▸ **Task instructions**
Of all the lines in the entries below, give again exactly those starting at the line containing "Target: chair backrest" and ending at the line containing "point: shadow on", both ends included, and no others.

[Saved entries]

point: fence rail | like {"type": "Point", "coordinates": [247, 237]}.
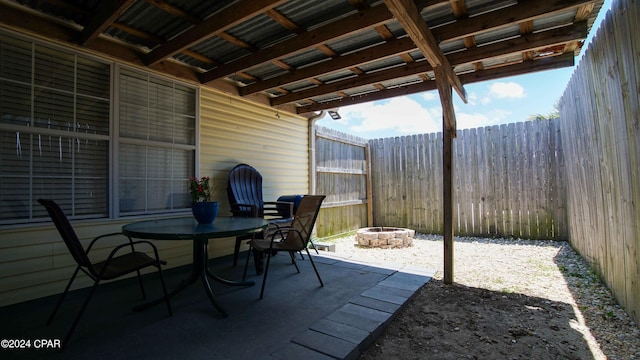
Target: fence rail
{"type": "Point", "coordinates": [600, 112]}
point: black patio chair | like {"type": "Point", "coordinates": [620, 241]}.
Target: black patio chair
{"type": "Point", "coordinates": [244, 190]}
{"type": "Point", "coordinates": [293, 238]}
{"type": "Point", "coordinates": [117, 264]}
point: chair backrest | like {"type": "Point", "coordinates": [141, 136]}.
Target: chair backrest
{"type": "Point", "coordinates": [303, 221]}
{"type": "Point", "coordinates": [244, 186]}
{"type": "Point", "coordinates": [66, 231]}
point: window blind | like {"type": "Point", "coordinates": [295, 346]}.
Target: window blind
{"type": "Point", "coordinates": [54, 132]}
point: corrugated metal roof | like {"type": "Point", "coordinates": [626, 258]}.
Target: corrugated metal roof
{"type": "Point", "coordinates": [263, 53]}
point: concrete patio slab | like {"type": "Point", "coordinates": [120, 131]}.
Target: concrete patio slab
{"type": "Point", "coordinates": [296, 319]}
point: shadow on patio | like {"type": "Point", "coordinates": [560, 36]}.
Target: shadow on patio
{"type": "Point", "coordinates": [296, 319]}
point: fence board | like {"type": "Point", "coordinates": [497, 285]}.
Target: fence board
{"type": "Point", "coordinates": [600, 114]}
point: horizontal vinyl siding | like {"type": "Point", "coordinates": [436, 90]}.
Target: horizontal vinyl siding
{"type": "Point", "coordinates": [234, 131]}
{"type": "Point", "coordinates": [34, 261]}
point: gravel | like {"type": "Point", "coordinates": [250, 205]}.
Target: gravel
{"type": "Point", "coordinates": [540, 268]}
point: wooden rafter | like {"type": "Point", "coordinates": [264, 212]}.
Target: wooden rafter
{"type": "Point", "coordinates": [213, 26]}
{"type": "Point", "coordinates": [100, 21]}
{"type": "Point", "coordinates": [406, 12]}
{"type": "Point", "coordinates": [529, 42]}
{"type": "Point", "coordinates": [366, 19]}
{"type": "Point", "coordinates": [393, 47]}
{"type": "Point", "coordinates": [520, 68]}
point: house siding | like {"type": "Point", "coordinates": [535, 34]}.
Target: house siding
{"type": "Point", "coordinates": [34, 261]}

▸ **Result**
Target: chair backrest
{"type": "Point", "coordinates": [303, 221]}
{"type": "Point", "coordinates": [244, 186]}
{"type": "Point", "coordinates": [66, 231]}
point: window blind | like {"type": "Point", "coordinates": [295, 346]}.
Target: window blind
{"type": "Point", "coordinates": [54, 132]}
point: corrugated metal roof | like {"type": "Point", "coordinates": [626, 258]}.
Target: corrugated metal roof
{"type": "Point", "coordinates": [263, 53]}
point: concrete patio slab | like {"type": "Point", "coordinates": [120, 131]}.
Target: concrete patio slab
{"type": "Point", "coordinates": [296, 319]}
point: shadow on patio | like {"type": "Point", "coordinates": [560, 36]}.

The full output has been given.